Article:
^^^^^^^^

Regional trade of virtual water in Zhangye was generally in the direction of net exports (Figure 5). We calculated the proportion of net flows to local water consumption to represent the intensity of the virtual water trade. Virtual water net-export sectors accounted for most of the economic industries of Zhangye. Specifically, the intensity of virtual water net exports was greater than 1 in agriculture, manufacturing, and electricity, heat, gas, and water supply industries. Virtual water net exports were higher than local consumption in these industries due to a large amount of water consumption and commodity exports, especially in the manufacture of food products and the tobacco processing sector. However, virtual water trade in coal mining and dressing, and most manufacturing sectors like non-metallic mineral products sector was in the direction of virtual water net imports with high external dependence on water utilization. From 2012 to 2017, the virtual water net import intensity in the mining industry (especially coal mining and dressing sector) has increased by 4.9 times with a higher external dependence. Moreover, the intensity of virtual water net exports in most sectors has declined except for service and electricity, heat, gas, and water supply industries. The direction of virtual water trade has even changed from net imports to net exports in service sectors, including finance, accommodation, and food-serving services, scientific research and technical services, and education, health, cultural, and sporting services. This indicates the increasing output value and export advantages in the service industry. Although the tendency of virtual water net exports in Zhangye has been alleviated over the past 5 years, it was still much higher than local consumption. Virtual water outflows hidden in products and services will continue to exacerbate water scarcity in Zhangye.

^^^^^^^^

Information supplied:
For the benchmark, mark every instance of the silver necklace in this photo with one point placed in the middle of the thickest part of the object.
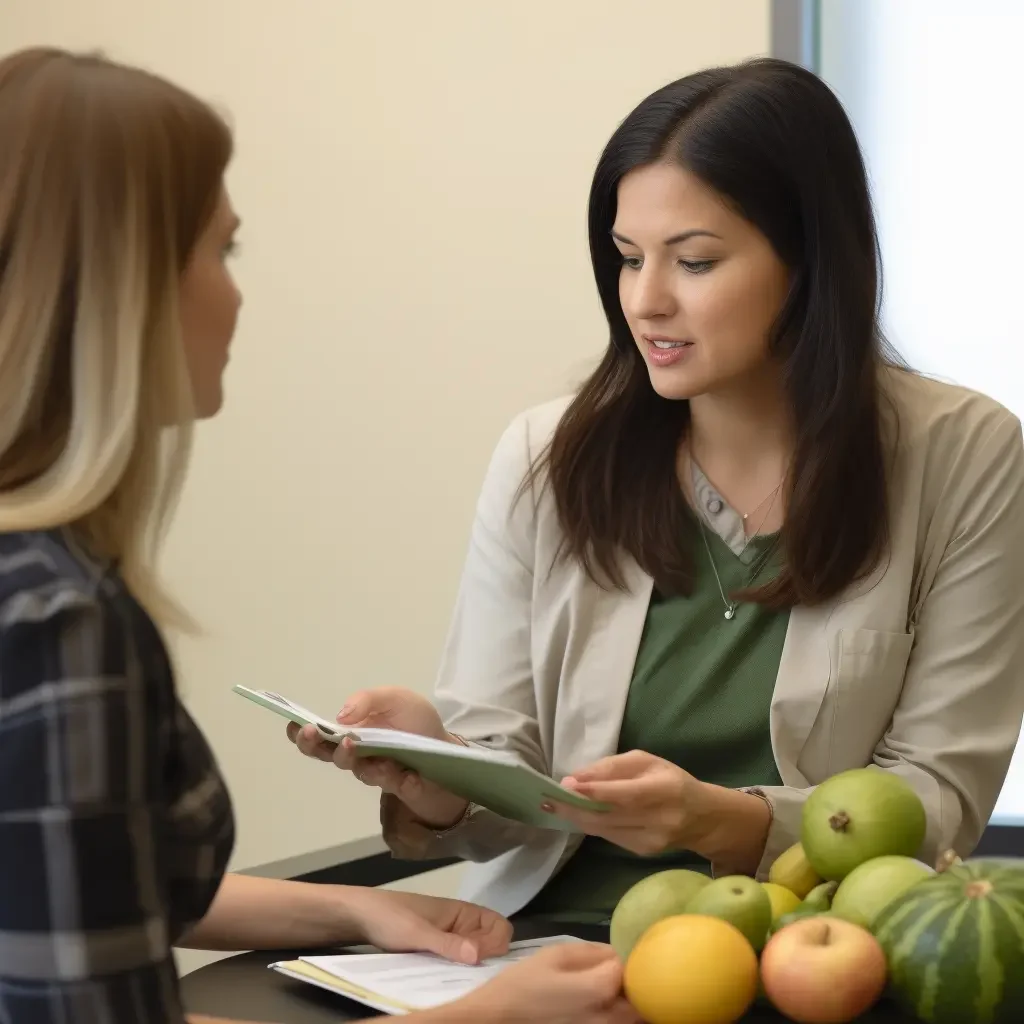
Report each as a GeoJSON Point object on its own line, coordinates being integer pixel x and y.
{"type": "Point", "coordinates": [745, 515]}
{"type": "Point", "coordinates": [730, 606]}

^^^^^^^^

Set task 1: According to the Zhangye passage, by how many times did the virtual water net import intensity in the mining industry increase from 2012 to 2017?
Set task 2: Translate this sentence from the Zhangye passage into Spanish: "Virtual water outflows hidden in products and services will continue to exacerbate water scarcity in Zhangye."

Written reply 1: It increased by 4.9 times.

Written reply 2: Las salidas de agua virtual ocultas en productos y servicios seguirán agravando la escasez de agua en Zhangye.